▶ [Document excerpt]
SE-0390: @noncopyable structs and enums

kavon · March 1, 2023, 10:43pm

I'd like to discuss the semantics of forget self. It's essentially implied that writing forget self consumes the value of self, and then it does a memberwise destruction of self's stored properties, bypassing its deinit. From an ownership perspective, the forget statement would be modeled like the following function:

func forget<T>(_ t: consuming T) { .. do memberwise destruction .. }

Consumption of a var doesn't prevent you from reinitializing that var with a new value.
Since self is var bound in a number of contexts, like consuming, mutating, and even init functions of value types, should we allow reinitialization of self after a forget? Should we allow forget in an init?

One big use case I see for this reinitialization is allowing you to avoid invoking the deinit while in an init, which happens after self has been initialized within that init. For example, just like for a class today, you can invoke the deinit from the init in this example.

@noncopyable struct Data {
  var data: [Datum] = []
  init(_ handle: NetworkHandle) throws {
    while let raw = handle.next() {
      self.data.append(raw)
    }
    if handle.incompleteMessage {
      throw E.someError
    }
  }

  deinit {
    // Some code assuming we have a complete message.
    assert(isCompleteMessage(data))
  }
}

The reason is subtle: because after self been fully initialized (e.g., because data has a default value), if you throw an Error out of an init (or return nil in a failable init) you will trigger self's deinit. But if you hadn't yet fully initialized self's properties, then you'll get memberwise destruction of only the initialized fields in that failure-exit scenario.

There are a number of workarounds to the above that require rewriting the init, or the deinit. For example, you could write the data results into a local var and only initialize self.data once we have a complete message. This is one situation where forget can be useful in a non-consuming function, which is outside of what's proposed:

init(_ handle: NetworkHandle) throws {
  // ...
  if handle.incompleteMessage {
    forget self        // just add this to avoid the deinit!
    throw E.someError
  }
}

But, unlike a class, structs and enums has a var-bound self. That means you can reassign self in the init. So if instead of throwing an error, one just wants to default initialize self, you're allowed to do that:

init(_ handle: NetworkHandle) {
  while let raw = handle.next() {
    self.data.append(raw)
  }
  if handle.incompleteMessage {
    self = .init()
  }
}

The problem in this example is that overwriting self after it's been initialized is also going to invoke the deinit on the old value. Again, we can fix this by writing forget self before the reinitialization:

if handle.incompleteMessage {
  forget self
  self = .init()
}

Allowing a forget self before reinitialization can also be useful for a mutating method:

@noncopyable enum MessageBox {
  case empty
  case holding(Message)

  mutating func overwrite(_ newMessage: Message) {
    forget self  // don't trigger deinit when we're just replacing the message.
    self = .holding(newMessage)
  }

  deinit {
    assert(isEmpty(self), "message box held message during destruction!")
  }
}

So, it seems like forget self can be very useful for noncopyable types in mutating and init methods, in addition to consuming ones. And that reinitialization of self after forget is not terribly bizarre. One important thing to note is that methods like overwrite here do not consume self on all paths, which is what's currently proposed for consuming methods.

Thoughts?

▶ [Set exercise] Rewrite everything from "I'd like to" down to "a new value." in the forum post on noncopyable structs and enums, putting "fieldwise destruction" wherever "memberwise destruction" appears.

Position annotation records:
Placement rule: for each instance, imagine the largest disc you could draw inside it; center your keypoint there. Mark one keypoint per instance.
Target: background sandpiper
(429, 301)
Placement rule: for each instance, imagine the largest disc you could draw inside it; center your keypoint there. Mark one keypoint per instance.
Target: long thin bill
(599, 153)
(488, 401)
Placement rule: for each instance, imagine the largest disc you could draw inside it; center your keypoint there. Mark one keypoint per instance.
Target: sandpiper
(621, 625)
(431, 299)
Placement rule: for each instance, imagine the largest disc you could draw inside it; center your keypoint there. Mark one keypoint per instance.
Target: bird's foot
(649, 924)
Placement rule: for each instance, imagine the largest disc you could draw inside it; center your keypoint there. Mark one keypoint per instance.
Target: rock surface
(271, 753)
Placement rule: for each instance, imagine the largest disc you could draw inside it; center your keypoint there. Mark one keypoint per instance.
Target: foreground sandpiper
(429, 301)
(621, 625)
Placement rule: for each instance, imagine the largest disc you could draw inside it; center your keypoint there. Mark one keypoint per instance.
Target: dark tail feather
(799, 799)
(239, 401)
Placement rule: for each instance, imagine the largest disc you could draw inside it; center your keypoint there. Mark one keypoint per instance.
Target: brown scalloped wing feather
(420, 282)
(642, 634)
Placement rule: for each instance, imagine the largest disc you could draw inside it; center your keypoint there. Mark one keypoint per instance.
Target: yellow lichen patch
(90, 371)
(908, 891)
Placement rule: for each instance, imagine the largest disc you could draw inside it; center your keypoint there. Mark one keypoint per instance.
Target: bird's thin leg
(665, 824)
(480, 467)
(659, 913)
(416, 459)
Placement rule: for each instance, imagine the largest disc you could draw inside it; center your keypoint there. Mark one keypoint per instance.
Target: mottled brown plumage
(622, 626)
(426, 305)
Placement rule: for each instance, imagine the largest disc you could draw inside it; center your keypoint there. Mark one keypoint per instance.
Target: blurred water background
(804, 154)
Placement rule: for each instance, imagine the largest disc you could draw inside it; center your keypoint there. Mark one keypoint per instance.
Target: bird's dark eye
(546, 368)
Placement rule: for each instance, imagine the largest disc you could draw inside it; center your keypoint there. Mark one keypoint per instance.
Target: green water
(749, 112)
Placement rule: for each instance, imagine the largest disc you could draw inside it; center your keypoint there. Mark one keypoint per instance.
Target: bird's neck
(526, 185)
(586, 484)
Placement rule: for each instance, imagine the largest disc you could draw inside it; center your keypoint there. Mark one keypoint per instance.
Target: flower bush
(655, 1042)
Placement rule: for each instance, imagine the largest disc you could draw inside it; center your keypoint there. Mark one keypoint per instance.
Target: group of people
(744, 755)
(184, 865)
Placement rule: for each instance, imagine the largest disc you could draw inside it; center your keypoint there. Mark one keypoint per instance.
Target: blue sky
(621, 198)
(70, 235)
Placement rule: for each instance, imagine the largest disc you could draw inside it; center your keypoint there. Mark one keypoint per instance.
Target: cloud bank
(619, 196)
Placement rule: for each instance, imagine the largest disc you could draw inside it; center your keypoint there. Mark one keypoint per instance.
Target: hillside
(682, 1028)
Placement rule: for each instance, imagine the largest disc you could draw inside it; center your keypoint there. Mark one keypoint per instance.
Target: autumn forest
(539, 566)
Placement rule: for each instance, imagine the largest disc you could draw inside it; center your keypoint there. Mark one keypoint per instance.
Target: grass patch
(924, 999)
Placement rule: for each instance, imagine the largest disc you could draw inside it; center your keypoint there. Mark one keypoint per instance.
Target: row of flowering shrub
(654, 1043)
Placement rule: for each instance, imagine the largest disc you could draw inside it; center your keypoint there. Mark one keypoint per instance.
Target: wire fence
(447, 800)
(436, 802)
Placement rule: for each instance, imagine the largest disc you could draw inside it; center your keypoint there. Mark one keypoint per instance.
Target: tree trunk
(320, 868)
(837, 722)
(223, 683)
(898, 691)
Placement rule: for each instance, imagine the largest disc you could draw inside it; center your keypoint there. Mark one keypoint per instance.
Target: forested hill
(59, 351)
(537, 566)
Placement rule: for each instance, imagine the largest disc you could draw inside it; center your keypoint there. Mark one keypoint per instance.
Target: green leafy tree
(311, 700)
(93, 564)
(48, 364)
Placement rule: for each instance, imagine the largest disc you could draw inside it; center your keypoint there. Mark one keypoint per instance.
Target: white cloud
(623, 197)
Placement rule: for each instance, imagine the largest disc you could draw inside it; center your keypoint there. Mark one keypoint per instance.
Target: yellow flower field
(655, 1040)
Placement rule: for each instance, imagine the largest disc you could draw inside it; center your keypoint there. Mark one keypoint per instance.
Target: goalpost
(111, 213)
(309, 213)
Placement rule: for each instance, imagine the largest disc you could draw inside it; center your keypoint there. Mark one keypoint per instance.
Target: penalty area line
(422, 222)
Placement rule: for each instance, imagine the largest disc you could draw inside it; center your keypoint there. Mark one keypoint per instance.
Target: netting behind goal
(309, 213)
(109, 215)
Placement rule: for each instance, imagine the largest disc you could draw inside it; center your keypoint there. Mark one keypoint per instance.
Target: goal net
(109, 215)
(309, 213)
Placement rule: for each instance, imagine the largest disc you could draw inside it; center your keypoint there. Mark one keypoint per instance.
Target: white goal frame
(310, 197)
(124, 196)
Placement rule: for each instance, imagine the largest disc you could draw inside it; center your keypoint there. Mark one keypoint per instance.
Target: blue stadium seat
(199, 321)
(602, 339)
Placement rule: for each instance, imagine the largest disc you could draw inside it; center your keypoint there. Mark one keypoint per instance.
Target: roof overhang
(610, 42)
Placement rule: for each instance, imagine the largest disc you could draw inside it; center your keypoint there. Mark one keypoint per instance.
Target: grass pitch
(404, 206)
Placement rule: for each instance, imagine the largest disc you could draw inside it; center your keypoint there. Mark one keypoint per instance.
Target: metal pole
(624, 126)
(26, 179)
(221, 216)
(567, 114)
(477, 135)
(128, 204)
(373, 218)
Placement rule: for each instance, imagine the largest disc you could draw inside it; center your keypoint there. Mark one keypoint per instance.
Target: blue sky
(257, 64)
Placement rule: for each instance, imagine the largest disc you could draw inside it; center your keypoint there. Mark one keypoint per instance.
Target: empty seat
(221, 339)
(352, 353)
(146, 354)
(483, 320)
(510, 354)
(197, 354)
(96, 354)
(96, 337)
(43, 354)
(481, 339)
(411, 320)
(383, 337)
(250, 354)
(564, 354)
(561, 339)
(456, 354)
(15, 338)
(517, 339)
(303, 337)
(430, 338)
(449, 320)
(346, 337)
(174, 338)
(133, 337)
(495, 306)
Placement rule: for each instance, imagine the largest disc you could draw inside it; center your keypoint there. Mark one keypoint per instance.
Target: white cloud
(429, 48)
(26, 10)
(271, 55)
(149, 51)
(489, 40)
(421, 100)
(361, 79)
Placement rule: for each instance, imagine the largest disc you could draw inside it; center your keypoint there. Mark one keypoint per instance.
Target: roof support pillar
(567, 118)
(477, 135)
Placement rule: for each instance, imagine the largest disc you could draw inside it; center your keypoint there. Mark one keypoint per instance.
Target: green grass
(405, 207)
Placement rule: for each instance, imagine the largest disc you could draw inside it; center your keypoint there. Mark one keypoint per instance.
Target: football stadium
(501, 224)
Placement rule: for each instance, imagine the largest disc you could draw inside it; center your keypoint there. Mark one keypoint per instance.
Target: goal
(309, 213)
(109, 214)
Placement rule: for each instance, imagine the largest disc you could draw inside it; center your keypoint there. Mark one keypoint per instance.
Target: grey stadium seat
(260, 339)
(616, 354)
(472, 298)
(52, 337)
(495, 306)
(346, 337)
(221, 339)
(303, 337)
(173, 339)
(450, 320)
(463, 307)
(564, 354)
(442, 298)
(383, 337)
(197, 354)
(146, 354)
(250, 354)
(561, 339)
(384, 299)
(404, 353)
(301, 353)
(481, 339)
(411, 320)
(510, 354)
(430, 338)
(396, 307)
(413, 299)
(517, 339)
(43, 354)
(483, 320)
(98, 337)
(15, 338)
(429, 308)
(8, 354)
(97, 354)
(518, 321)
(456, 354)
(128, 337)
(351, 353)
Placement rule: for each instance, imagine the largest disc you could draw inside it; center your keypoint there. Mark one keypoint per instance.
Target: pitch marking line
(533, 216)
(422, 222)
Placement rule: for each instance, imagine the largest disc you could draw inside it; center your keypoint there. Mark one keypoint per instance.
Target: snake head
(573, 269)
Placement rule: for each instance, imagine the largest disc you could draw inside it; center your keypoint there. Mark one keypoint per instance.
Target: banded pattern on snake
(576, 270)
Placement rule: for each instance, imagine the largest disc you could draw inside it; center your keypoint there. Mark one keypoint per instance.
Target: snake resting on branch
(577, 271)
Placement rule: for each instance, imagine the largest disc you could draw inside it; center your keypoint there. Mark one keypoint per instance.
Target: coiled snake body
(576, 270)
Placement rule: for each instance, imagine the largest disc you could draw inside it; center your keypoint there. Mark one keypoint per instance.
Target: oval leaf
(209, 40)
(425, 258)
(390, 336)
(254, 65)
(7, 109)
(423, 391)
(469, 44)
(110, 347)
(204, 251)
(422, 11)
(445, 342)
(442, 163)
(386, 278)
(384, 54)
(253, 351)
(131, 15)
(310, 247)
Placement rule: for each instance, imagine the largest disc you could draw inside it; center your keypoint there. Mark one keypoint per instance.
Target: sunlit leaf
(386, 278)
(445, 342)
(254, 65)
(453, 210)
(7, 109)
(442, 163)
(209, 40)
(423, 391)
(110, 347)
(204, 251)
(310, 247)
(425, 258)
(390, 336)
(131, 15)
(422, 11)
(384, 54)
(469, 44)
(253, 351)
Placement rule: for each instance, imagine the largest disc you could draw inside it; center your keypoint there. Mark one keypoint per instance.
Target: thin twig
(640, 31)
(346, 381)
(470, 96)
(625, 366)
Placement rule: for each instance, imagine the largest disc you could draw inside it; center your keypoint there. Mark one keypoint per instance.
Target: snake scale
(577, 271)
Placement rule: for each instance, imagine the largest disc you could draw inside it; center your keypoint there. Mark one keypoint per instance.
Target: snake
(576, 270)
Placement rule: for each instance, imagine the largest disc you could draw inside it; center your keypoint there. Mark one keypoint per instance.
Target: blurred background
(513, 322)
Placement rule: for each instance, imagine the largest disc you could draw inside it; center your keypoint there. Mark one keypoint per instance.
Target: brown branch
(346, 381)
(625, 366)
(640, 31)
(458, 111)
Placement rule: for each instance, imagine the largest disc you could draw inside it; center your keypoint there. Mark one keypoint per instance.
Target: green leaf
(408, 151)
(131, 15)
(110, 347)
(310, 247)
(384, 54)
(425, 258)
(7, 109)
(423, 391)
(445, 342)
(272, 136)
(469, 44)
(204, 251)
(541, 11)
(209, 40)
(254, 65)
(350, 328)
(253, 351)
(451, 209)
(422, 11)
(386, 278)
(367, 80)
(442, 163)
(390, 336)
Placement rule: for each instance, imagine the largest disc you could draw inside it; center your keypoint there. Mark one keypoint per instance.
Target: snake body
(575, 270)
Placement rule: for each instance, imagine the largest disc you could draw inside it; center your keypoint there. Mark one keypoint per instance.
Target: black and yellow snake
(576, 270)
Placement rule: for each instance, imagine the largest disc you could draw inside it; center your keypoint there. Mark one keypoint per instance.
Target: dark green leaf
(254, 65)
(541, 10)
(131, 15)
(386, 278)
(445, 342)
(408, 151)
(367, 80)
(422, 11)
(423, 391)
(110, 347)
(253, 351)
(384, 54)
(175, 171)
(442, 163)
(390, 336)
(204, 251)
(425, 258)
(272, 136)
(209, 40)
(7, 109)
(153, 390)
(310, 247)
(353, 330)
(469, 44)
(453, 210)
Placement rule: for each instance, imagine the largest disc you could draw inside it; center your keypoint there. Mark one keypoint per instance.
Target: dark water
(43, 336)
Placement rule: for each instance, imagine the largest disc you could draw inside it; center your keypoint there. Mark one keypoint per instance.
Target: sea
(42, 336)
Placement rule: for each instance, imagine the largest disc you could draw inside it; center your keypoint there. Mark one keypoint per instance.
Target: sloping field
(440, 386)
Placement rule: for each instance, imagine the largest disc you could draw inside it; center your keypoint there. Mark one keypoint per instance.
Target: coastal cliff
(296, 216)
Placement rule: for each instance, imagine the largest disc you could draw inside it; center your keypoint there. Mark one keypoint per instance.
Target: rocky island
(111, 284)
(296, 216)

▶ [Result]
I'd like to discuss the semantics of forget self. It's essentially implied that writing forget self consumes the value of self, and then it does a fieldwise destruction of self's stored properties, bypassing its deinit. From an ownership perspective, the forget statement would be modeled like the following function:

func forget<T>(_ t: consuming T) { .. do fieldwise destruction .. }

Consumption of a var doesn't prevent you from reinitializing that var with a new value.